Consigne donnée 1: Recopiez à l'identique les lignes enregistrées, depuis la ligne qui contient "of the light" jusqu'à celle qui contient "[(111, 149), (116, 124)]", ces deux lignes comprises.

Extrait du document:

FAITS ET PROCEDURE Vu l’appel interjeté le 7 décembre 2001 par la société GV CREATIONS d’un jugement rendu le 16 février 2001 par le tribunal de commerce de Paris qui a :

-constaté que la société GV CREATIONS s’est livré à des actes de contrefaçon de dessins et modèles et à la spoliation de droits d’auteur au préjudice de la société I.H.T.,
-condamné la société GV CREATIONS à payer à la société I.H.T. la somme de un franc au titre de la contrefaçon de la console,
-condamné la société GV CREATIONS à payer à la société I.H.T. la somme de 60.000 F au titre de la contrefaçon de la table basse et du bout de canapé,
-débouté la société I.H.T. de sa demande au titre de la concurrence déloyale,
-fait interdiction à la société GV CREATIONS de fabriquer et/ou importer, détenir, offrir en vente et/ou vendre le modèle contrefaisant sous astreinte de 3.000 F par objet mobilier contrefaisant dont la fabrication, l’importation, la détention, l’offre en vente et/ou la vente aura pu être constatée dix jours après la signification du jugement,
-dit que cette astreinte sera limitée à une durée de deux mois à compter de la signification du jugement,
-ordonné la destruction de tous les meubles contrefaisants en possession de la société GV CREATIONS, dix jours à compter de la signification du jugement,
-ordonné la publication du jugement dans trois journaux périodiques aux frais de la société GV CREATIONS et au choix de la société I.H.T. sans que le coût de chaque insertion ne puisse excéder la somme de 10.000 F TTC,
-débouté les parties du surplus de leurs demandes,
-condamné la société GV CREATIONS à payer à la société I.H.T. la somme de 15.000 F sur le fondement de l’article 700 du nouveau Code de procédure civile ; Vu les dernières écritures signifiées le 24 janvier 2003 par lesquelles la société GV CREATIONS, poursuivant la réformation du jugement entrepris, demande à la Cour de :

-constater la nullité du dépôt de modèle N° 500 193 pour défaut de nouveauté et déclarer la société I.H.T. irrecevable en son action,
-dire nulle la saisie-contrefaçon diligentée le 17 janvier 2000,
-débouter la société I.H.T. de l’ensemble de ses prétentions, fins et conclusions.

Lignes enregistrées:
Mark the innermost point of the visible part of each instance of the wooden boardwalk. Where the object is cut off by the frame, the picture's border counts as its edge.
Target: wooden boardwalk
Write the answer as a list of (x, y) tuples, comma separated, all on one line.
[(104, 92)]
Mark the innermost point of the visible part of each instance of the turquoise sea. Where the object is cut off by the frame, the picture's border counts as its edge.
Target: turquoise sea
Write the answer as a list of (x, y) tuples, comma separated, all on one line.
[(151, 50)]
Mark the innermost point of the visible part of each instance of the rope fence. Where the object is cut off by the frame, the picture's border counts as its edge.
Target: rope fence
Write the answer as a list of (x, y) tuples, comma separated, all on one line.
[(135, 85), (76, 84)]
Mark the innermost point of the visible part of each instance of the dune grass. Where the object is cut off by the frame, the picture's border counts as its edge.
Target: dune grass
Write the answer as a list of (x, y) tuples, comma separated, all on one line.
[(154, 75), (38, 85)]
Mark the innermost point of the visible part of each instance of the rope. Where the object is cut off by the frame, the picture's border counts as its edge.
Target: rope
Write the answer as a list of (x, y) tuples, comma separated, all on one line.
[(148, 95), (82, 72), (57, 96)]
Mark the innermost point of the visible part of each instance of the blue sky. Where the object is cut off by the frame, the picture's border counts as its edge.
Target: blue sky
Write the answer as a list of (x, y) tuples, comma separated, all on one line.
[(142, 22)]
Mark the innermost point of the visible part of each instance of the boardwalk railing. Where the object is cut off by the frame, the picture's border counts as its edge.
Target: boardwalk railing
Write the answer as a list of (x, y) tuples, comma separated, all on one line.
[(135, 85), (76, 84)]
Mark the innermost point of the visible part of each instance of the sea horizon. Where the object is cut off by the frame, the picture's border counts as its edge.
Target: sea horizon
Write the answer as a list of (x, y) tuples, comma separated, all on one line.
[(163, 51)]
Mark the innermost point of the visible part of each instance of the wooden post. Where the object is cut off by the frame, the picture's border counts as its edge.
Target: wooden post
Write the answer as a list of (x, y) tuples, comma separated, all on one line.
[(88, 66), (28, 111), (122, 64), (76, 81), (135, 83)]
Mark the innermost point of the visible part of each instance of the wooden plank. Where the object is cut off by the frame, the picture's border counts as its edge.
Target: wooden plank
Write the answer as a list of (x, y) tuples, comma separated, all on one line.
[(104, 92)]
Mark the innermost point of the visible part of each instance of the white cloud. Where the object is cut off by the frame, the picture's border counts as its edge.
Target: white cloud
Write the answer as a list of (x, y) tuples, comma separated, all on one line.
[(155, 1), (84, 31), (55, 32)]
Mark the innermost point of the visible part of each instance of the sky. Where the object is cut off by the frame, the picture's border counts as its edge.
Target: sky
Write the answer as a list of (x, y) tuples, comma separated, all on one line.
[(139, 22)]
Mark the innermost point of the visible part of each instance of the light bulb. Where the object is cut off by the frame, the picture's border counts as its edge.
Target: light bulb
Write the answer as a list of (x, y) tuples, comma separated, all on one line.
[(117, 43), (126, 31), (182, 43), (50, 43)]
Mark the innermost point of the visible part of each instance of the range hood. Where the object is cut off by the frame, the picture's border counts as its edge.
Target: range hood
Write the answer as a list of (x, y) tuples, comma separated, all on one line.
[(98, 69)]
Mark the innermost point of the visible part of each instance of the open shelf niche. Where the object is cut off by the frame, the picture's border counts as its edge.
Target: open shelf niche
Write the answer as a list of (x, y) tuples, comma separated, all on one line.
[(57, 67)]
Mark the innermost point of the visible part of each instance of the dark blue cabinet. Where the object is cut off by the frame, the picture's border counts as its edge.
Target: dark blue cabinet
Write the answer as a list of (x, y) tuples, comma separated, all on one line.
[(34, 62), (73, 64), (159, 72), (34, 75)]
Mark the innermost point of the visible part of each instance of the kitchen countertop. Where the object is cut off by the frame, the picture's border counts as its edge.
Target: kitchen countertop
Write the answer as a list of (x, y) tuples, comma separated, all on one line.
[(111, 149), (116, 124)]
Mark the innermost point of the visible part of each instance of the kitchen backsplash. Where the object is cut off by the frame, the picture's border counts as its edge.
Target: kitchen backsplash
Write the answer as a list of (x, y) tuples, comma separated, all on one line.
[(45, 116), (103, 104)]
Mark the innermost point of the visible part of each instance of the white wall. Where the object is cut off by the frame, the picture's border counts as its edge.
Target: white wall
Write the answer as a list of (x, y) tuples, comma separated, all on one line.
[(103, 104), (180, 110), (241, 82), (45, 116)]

Consigne donnée 2: Dans l'extrait du document, réécrivez plus brièvement le paragraphe qui commence par « -fait interdiction à la société GV CREATIONS » en conservant ses faits principaux.

Réponse rédigée 1:
Mark the innermost point of the visible part of each instance of the light bulb. Where the object is cut off by the frame, the picture's border counts as its edge.
Target: light bulb
Write the answer as a list of (x, y) tuples, comma separated, all on one line.
[(117, 43), (126, 31), (182, 43), (50, 43)]
Mark the innermost point of the visible part of each instance of the range hood. Where the object is cut off by the frame, the picture's border counts as its edge.
Target: range hood
Write the answer as a list of (x, y) tuples, comma separated, all on one line.
[(98, 69)]
Mark the innermost point of the visible part of each instance of the open shelf niche. Where the object is cut off by the frame, the picture's border counts as its edge.
Target: open shelf niche
Write the answer as a list of (x, y) tuples, comma separated, all on one line.
[(57, 67)]
Mark the innermost point of the visible part of each instance of the dark blue cabinet. Where the object is cut off by the frame, the picture's border counts as its edge.
Target: dark blue cabinet
Write the answer as a list of (x, y) tuples, comma separated, all on one line.
[(34, 62), (73, 64), (159, 72), (34, 75)]
Mark the innermost point of the visible part of each instance of the kitchen countertop. Where the object is cut off by the frame, the picture's border counts as its edge.
Target: kitchen countertop
Write the answer as a list of (x, y) tuples, comma separated, all on one line.
[(111, 149), (116, 124)]

Réponse rédigée 2: Interdiction est faite à la société GV CREATIONS de fabriquer, importer, détenir, offrir en vente ou vendre le modèle contrefaisant. L'astreinte est de 3.000 F par objet contrefaisant constaté dix jours après la signification du jugement.